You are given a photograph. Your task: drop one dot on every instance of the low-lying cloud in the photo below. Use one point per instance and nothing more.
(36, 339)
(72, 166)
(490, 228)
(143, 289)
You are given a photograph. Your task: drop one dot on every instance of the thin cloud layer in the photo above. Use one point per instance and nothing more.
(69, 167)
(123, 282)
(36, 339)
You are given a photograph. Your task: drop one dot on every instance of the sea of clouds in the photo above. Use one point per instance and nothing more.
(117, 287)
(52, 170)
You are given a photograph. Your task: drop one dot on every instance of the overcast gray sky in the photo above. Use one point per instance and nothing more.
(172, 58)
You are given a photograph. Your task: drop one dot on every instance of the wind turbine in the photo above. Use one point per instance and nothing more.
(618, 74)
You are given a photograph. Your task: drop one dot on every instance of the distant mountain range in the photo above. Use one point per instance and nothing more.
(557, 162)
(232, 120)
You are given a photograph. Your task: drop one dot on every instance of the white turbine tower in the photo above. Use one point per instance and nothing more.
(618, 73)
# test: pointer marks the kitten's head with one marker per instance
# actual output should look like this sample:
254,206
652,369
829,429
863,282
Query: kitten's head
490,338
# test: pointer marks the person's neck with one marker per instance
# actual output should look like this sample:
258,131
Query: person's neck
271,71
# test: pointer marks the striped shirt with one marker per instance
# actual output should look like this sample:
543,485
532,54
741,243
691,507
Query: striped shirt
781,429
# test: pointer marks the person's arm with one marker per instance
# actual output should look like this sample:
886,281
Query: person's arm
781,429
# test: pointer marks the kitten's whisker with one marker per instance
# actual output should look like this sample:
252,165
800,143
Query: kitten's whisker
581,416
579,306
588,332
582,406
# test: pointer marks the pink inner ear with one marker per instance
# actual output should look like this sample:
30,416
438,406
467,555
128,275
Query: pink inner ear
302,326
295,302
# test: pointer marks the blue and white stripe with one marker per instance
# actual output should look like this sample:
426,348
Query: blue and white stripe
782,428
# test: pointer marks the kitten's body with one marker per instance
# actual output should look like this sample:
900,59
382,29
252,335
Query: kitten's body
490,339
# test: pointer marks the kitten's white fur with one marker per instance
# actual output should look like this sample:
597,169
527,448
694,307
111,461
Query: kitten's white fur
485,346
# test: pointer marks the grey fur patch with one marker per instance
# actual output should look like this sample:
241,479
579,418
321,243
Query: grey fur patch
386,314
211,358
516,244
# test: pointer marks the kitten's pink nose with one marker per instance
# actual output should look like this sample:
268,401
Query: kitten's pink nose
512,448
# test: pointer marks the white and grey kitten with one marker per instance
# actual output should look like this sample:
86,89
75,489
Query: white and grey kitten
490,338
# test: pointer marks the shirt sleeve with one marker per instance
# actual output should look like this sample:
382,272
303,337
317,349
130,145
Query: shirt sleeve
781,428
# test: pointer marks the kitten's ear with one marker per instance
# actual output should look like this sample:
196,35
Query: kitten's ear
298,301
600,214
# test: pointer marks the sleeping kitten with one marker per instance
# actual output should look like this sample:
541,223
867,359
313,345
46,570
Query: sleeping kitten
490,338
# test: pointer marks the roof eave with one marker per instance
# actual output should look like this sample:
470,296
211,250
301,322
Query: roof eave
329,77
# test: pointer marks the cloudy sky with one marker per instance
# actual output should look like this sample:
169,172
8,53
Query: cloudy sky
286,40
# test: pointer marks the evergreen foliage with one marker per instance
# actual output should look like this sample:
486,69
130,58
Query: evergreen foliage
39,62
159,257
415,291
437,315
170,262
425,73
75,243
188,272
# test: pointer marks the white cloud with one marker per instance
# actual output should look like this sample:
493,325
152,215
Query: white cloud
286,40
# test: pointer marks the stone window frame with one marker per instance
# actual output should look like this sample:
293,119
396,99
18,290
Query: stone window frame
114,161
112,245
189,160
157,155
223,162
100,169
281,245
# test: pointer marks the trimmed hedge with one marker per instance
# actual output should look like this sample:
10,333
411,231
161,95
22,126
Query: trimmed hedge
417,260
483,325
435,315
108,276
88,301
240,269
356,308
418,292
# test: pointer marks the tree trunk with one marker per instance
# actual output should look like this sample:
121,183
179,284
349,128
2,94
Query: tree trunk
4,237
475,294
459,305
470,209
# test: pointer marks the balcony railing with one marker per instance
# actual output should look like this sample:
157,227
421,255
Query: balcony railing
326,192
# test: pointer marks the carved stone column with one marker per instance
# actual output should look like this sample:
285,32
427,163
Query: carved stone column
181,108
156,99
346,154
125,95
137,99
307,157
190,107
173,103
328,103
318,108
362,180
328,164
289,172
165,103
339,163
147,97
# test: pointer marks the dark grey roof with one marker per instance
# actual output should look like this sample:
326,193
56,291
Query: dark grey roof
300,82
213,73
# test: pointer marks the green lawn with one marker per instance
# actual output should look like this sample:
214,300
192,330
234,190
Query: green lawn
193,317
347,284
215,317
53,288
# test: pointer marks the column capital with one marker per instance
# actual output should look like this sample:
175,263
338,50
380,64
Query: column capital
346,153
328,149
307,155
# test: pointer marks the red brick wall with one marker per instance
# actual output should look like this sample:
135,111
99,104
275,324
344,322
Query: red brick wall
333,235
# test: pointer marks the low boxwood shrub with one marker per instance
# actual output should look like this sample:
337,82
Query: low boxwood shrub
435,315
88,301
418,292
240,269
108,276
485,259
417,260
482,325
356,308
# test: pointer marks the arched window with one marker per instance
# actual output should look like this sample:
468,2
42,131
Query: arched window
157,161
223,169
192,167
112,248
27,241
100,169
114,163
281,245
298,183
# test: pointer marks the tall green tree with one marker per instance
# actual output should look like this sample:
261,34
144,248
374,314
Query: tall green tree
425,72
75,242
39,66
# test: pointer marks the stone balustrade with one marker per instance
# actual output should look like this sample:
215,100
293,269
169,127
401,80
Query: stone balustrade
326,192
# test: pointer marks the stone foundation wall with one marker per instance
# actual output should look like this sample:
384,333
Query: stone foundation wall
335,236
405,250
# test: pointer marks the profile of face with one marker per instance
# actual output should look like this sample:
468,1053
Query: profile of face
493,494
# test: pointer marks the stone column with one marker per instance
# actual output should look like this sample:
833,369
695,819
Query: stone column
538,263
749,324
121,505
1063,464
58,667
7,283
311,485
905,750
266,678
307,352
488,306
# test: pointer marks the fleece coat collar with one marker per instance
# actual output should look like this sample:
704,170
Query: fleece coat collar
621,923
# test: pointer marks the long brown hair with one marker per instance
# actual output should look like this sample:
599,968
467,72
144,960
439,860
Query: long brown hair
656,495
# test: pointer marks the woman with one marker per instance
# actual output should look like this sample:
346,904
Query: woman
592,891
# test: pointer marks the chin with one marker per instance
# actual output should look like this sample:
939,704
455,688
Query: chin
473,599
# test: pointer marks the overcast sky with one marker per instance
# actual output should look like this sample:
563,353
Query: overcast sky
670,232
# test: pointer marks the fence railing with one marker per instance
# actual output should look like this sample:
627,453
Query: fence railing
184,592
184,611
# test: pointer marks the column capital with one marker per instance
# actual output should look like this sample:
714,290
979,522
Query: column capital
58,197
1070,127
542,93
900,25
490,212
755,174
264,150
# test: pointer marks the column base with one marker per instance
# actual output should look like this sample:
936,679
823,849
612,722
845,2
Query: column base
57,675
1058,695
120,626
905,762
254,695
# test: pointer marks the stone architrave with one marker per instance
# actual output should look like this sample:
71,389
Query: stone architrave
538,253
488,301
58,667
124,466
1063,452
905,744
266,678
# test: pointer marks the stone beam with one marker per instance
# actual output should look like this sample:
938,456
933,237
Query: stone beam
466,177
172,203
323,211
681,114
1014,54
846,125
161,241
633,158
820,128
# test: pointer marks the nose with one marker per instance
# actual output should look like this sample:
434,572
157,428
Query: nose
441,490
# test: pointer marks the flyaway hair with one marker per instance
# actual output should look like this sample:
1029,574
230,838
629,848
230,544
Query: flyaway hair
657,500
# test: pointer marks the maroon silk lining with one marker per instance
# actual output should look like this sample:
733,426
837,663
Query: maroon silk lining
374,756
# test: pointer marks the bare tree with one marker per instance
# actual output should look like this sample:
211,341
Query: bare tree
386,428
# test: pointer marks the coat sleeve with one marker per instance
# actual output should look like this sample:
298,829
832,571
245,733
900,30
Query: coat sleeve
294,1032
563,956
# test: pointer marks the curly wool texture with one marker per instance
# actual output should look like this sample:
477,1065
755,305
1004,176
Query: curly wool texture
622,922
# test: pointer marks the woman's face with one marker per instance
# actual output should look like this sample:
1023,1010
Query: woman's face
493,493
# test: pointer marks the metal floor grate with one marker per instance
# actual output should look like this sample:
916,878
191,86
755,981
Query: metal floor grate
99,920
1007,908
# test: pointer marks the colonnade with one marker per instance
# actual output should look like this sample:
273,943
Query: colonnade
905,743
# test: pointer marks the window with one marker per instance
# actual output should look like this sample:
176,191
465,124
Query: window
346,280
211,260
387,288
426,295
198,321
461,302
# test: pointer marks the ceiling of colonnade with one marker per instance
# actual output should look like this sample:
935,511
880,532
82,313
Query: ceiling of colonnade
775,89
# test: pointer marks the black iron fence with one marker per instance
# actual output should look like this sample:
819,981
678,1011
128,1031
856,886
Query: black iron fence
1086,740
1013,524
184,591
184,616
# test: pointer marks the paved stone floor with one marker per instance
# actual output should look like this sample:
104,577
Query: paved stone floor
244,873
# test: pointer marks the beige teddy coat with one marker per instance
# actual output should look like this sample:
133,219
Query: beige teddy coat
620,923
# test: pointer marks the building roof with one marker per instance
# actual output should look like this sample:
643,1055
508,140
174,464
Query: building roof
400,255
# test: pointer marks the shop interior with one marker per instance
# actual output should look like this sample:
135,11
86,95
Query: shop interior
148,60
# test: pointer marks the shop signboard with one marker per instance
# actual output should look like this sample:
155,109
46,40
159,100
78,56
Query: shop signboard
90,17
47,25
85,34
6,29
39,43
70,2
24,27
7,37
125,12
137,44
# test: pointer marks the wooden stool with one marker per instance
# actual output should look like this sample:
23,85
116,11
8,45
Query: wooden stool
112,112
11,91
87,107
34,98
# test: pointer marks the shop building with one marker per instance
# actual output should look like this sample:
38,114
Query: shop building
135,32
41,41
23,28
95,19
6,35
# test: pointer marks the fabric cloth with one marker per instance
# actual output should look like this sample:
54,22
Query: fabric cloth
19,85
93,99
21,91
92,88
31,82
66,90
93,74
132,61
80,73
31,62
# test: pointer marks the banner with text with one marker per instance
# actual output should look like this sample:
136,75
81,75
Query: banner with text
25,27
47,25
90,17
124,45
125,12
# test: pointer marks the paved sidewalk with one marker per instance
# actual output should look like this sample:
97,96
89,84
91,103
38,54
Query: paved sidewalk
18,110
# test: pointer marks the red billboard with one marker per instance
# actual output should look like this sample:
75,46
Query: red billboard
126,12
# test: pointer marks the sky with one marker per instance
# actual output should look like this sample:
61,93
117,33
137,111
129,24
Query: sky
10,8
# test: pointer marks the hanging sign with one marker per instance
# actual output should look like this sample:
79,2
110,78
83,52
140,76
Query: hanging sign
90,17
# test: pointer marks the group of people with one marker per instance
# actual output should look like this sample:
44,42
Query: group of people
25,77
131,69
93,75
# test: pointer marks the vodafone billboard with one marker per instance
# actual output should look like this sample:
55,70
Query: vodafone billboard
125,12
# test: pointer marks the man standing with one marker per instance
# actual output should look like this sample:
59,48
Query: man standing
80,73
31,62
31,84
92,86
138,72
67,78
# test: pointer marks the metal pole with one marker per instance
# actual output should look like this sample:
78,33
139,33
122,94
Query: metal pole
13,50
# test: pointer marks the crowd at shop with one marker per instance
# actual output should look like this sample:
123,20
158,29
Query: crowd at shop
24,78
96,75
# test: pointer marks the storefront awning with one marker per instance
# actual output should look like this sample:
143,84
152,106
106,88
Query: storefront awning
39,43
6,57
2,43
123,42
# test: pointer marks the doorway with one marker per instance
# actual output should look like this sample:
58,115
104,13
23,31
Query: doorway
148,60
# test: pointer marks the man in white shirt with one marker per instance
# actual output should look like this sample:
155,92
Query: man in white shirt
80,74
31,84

□ □ □ □ □ □ □

▸ **What is needed**
Starting with the first line above and ending with the line that holds "# test: pointer marks the person's arm", restate each line word for word and add nothing else.

▸ **Result below**
You are given a photograph. Your task: drop one dot on every instance of the low-lying cloud in the photo below. Use one point per instance and nothing more.
(36, 339)
(72, 166)
(490, 228)
(143, 289)
You are given a photograph. Your task: drop one dot on every instance of the thin cloud layer in the photo above. Use one point per instance and nothing more.
(69, 167)
(123, 282)
(36, 339)
You are given a photograph. Your task: drop one dot on every instance of the sea of clouds in the photo above. Use one point per instance and nothing more.
(117, 287)
(52, 170)
You are given a photograph. Your task: drop one dot on every instance of the overcast gray sky in the photo above. Use one point per instance and nothing more.
(172, 58)
You are given a photograph. Your task: drop one dot on every instance of the wind turbine in the photo above. Use one point per instance and nothing more.
(618, 74)
You are given a photograph. Your task: drop one dot on every instance of the distant mountain range in the photo above. Use one point per instance and nothing more.
(557, 162)
(232, 120)
You are given a photograph. Your task: drop one dot on every instance of the white turbine tower in the photo above. Use one point per instance and nothing more.
(618, 73)
# test: pointer marks the kitten's head with one marker per instance
# actual output should look like this sample:
254,206
652,369
829,429
863,282
Query: kitten's head
490,338
# test: pointer marks the person's neck with one marker per instance
# actual output should look like this sample:
258,131
Query: person's neck
271,71
# test: pointer marks the striped shirt with one marker per instance
# actual output should look like this sample:
543,485
532,54
741,243
691,507
Query: striped shirt
781,429
# test: pointer marks the person's arm with one marker per instance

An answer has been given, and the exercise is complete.